Source text:

>>>

US officials, such as Philip Cooney, have repeatedly edited scientific reports from US government scientists, [38] many of whom, such as Thomas Knutson, have been ordered to refrain from discussing climate change and related topics. [39] [40] [41]
Climate scientist James E. Hansen, director of NASA's Goddard Institute for Space Studies, claimed in a widely cited New York Times article [42] in 2006 that his superiors at the agency were trying to "censor" information "going out to the public." NASA denied this, saying that it was merely requiring that scientists make a distinction between personal, and official government, views in interviews conducted as part of work done at the agency. Several scientists working at the National Oceanic and Atmospheric Administration have made similar complaints; [43] once again, government officials said they were enforcing long-standing policies requiring government scientists to clearly identify personal opinions as such when participating in public interviews and forums.
In 2006, the BBC's long-running current affairs series Panorama investigated the issue, and was told that "scientific reports about global warming have been systematically changed and suppressed." [44]
According to an Associated Press release on January 30, 2007,
...climate scientists at seven government agencies say they have been subjected to political pressure aimed at downplaying the threat of global warming. The groups presented a survey that shows two in five of the 279 climate scientists who responded to a questionnaire complained that some of their scientific papers had been edited in a way that changed their meaning. Nearly half of the 279 said in response to another question that at some point they had been told to delete reference to "global warming" or "climate change" from a report. [45]
Critics writing in the Wall Street Journal editorial page claim that the survey [46] was itself unscientific. [47]
Attempts to suppress scientific information on global warming and other issues have been described by Chris Mooney as constituting a Republican War on Science. [48]
In 2008, Jason Burnett, who was senior adviser on climate change in the EPA, claimed Dick Cheney's office had sought to remove references to climate change in a testimony given to Congress by CDC Director Julie Gerberding. [49] [50] [51]
The Bush administration worked to undermine state efforts to mitigate global warming. At the beginning of his presidency, he pledged to let states and the federal government work cooperatively. [52] The administration’s early actions, such as supporting the 2002 Small Business Liability Relief and Brownfields Revitalization Act, suggested a willingness to empower states. However, this changed throughout his time in office. Federal contributions to state environmental programs declined, dropping from 70% in the 1970s to roughly 30% by the mid-2000s. Simultaneously, the administration imposed additional mandates on states, often without providing proportional funding or flexibility, placing significant strain on state environmental agencies. These actions demonstrated a preference for federal oversight, limiting states' autonomy to innovate and address pressing environmental concerns on their own terms.

<<<

Entries supplied:
>>>

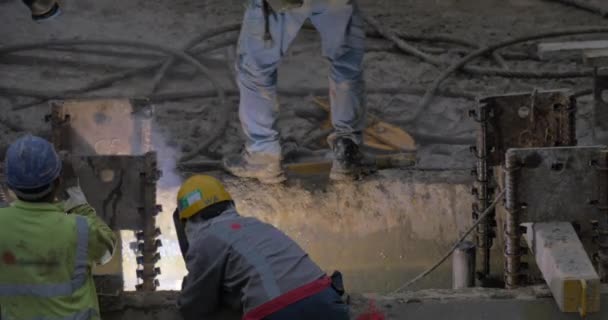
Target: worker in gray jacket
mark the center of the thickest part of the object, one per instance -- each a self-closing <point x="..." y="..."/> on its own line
<point x="245" y="264"/>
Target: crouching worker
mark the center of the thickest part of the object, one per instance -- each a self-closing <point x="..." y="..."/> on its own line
<point x="244" y="264"/>
<point x="47" y="248"/>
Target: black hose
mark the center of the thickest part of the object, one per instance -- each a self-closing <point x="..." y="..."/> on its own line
<point x="426" y="100"/>
<point x="107" y="81"/>
<point x="392" y="36"/>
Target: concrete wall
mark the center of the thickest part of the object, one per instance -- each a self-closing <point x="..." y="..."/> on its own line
<point x="379" y="232"/>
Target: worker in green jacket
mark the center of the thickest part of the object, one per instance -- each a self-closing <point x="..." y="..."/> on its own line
<point x="47" y="248"/>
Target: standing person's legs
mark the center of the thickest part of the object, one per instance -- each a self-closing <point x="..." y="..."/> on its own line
<point x="343" y="39"/>
<point x="263" y="41"/>
<point x="325" y="305"/>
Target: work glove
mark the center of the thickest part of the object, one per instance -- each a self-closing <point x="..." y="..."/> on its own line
<point x="283" y="5"/>
<point x="72" y="191"/>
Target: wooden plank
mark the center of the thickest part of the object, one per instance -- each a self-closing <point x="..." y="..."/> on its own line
<point x="548" y="50"/>
<point x="596" y="58"/>
<point x="565" y="265"/>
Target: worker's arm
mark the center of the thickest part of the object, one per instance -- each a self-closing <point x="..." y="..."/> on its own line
<point x="102" y="240"/>
<point x="202" y="287"/>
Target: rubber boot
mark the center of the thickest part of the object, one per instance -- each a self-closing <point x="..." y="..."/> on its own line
<point x="264" y="167"/>
<point x="348" y="161"/>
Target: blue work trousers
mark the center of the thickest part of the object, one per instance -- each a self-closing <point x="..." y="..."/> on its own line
<point x="325" y="305"/>
<point x="341" y="28"/>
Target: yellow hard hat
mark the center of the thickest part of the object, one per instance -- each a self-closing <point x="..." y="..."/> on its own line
<point x="200" y="192"/>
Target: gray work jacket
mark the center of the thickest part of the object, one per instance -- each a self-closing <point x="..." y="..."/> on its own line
<point x="240" y="262"/>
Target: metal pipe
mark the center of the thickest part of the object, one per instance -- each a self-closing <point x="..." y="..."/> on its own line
<point x="512" y="228"/>
<point x="463" y="266"/>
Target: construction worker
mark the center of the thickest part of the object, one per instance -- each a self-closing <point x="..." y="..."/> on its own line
<point x="47" y="248"/>
<point x="269" y="27"/>
<point x="242" y="263"/>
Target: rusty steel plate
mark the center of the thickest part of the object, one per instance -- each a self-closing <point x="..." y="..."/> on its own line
<point x="529" y="120"/>
<point x="116" y="186"/>
<point x="559" y="184"/>
<point x="102" y="127"/>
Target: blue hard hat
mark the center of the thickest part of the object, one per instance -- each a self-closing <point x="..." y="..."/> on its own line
<point x="31" y="163"/>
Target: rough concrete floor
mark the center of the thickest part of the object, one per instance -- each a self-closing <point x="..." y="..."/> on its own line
<point x="185" y="123"/>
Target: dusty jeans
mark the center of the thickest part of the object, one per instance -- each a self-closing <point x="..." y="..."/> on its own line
<point x="342" y="35"/>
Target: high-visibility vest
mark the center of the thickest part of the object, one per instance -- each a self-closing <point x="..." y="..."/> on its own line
<point x="45" y="269"/>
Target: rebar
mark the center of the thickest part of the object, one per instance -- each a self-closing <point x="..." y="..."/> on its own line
<point x="484" y="239"/>
<point x="449" y="253"/>
<point x="513" y="232"/>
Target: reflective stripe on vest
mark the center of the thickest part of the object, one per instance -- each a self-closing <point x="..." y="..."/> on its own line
<point x="238" y="242"/>
<point x="67" y="288"/>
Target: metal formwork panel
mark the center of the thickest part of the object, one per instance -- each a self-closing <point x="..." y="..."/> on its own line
<point x="558" y="184"/>
<point x="519" y="120"/>
<point x="527" y="120"/>
<point x="102" y="127"/>
<point x="553" y="184"/>
<point x="600" y="108"/>
<point x="114" y="186"/>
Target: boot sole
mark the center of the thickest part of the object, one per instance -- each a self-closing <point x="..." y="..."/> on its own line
<point x="273" y="180"/>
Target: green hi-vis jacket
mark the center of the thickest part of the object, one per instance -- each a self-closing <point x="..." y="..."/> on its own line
<point x="281" y="5"/>
<point x="46" y="258"/>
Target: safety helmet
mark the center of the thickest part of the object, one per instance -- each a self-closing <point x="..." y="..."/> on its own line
<point x="32" y="164"/>
<point x="200" y="192"/>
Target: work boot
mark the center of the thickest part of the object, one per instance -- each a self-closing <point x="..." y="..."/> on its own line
<point x="264" y="167"/>
<point x="349" y="162"/>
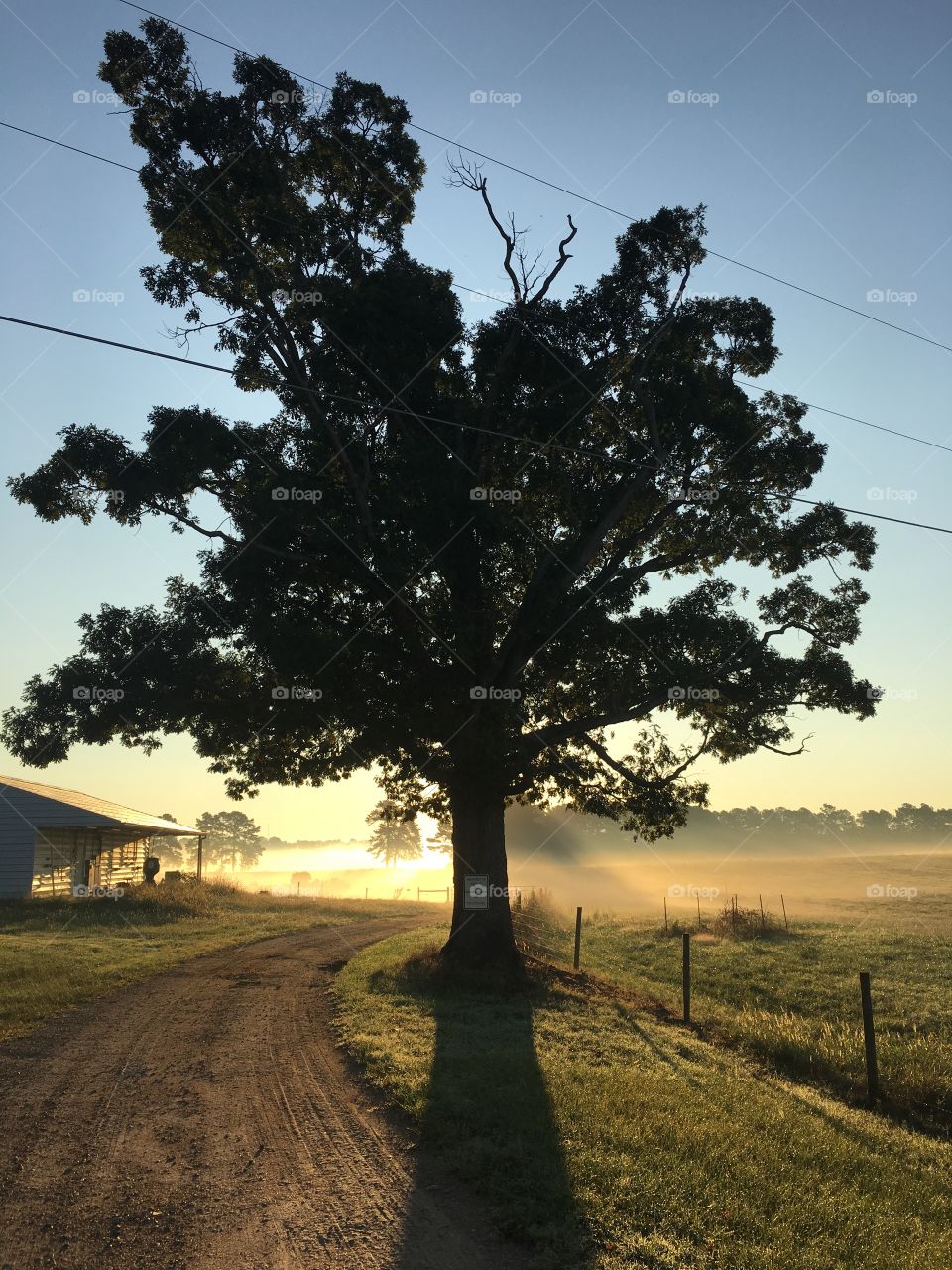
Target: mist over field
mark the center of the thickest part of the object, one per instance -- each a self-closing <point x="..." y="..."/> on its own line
<point x="579" y="860"/>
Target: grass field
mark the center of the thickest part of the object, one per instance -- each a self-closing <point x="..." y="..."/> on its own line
<point x="607" y="1138"/>
<point x="56" y="952"/>
<point x="793" y="1000"/>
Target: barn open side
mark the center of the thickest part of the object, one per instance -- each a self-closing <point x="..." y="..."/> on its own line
<point x="54" y="839"/>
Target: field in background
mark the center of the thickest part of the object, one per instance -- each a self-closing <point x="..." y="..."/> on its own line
<point x="792" y="998"/>
<point x="56" y="952"/>
<point x="607" y="1138"/>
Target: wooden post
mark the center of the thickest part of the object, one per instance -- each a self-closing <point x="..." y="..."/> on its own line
<point x="873" y="1076"/>
<point x="685" y="974"/>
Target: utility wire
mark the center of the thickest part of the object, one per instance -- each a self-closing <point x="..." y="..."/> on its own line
<point x="562" y="190"/>
<point x="488" y="295"/>
<point x="453" y="423"/>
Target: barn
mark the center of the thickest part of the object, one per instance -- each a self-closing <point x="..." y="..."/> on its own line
<point x="53" y="839"/>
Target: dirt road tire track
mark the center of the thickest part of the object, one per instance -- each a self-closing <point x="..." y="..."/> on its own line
<point x="204" y="1119"/>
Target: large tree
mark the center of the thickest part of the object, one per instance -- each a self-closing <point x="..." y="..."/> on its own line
<point x="460" y="556"/>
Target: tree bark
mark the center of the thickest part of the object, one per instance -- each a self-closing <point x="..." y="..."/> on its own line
<point x="481" y="934"/>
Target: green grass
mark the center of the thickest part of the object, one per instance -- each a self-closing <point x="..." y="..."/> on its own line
<point x="607" y="1138"/>
<point x="794" y="1000"/>
<point x="56" y="952"/>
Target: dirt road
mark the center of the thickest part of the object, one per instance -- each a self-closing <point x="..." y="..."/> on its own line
<point x="204" y="1120"/>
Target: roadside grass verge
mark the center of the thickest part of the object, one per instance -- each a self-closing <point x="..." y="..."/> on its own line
<point x="58" y="952"/>
<point x="604" y="1138"/>
<point x="793" y="1000"/>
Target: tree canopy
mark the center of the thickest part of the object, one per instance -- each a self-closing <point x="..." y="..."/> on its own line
<point x="457" y="554"/>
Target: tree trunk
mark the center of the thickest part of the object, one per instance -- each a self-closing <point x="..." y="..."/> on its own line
<point x="481" y="934"/>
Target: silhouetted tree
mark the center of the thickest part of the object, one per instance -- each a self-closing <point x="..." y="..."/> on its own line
<point x="395" y="833"/>
<point x="230" y="837"/>
<point x="447" y="554"/>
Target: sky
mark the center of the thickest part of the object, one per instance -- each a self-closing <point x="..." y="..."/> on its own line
<point x="819" y="140"/>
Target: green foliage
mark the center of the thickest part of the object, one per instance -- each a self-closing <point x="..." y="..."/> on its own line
<point x="604" y="1138"/>
<point x="359" y="602"/>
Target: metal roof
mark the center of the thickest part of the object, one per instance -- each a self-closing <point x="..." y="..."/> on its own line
<point x="102" y="810"/>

<<<

Continue the passage above on the Bush administration's handling of climate science from the point where it stops.

Exercise output:
The Bush Administration’s policies frequently undermined state-led environmental efforts. One prominent example was the administration’s reinterpretation of the Clean Air Act, which aimed to reduce the scope of regulatory authority granted to states. Legal challenges further constrained state initiatives, as federal agencies sought to preempt state policies deemed more stringent than national standards. [52]
Mary Peters, the transportation secretary at that time, personally directed US efforts to urge governors and dozens of members of the House of Representatives to block California's first-in-the-nation limits on greenhouse gases from cars and trucks, according to e-mails obtained by Congress. [53]
The Global Climate Coalition (GCC) (1989–2001) was an international lobbyist group of businesses that opposed action to reduce greenhouse gas emissions and engaged in climate change denial, publicly challenging the science behind global warming. The GCC was the largest industry group active in climate policy and the most prominent industry advocate in international climate negotiations. The GCC was involved in opposition to the Kyoto Protocol, and played a role in blocking ratification by the United States. The coalition knew it could not deny the scientific consensus, but sought to sow doubt over the scientific consensus on climate change and create manufactured controversy.
The Kyoto Protocol (Japanese: 京都議定書, Hepburn: Kyōto Giteisho) was an international treaty which extended the 1992 United Nations Framework Convention on Climate Change (UNFCCC) that commits state parties to reduce greenhouse gas emissions, based on the scientific consensus that global warming is occurring and that human-made CO2 emissions are driving it. The Kyoto Protocol was adopted in Kyoto, Japan, on 11 December 1997 and entered into force on 16 February 2005. There were 192 parties (Canada withdrew from the protocol, effective December 2012) to the Protocol in 2020.
The United Kingdom's Climate Change Programme was launched in November 2000 by the British government in response to its commitment agreed at the 1992 United Nations Conference on Environment and Development (UNCED). The 2000 programme was updated in March 2006 following a review launched in September 2004.
Climate change mitigation (or decarbonisation) is action to limit the greenhouse gases in the atmosphere that cause climate change. Climate change mitigation actions include conserving energy and replacing fossil fuels with clean energy sources. Secondary mitigation strategies include changes to land use and removing carbon dioxide (CO2) from the atmosphere. Current climate change mitigation policies are insufficient as they would still result in global warming of about 2.7 °C by 2100, significantly above the 2015 Paris Agreement's goal of limiting global warming to below 2 °C.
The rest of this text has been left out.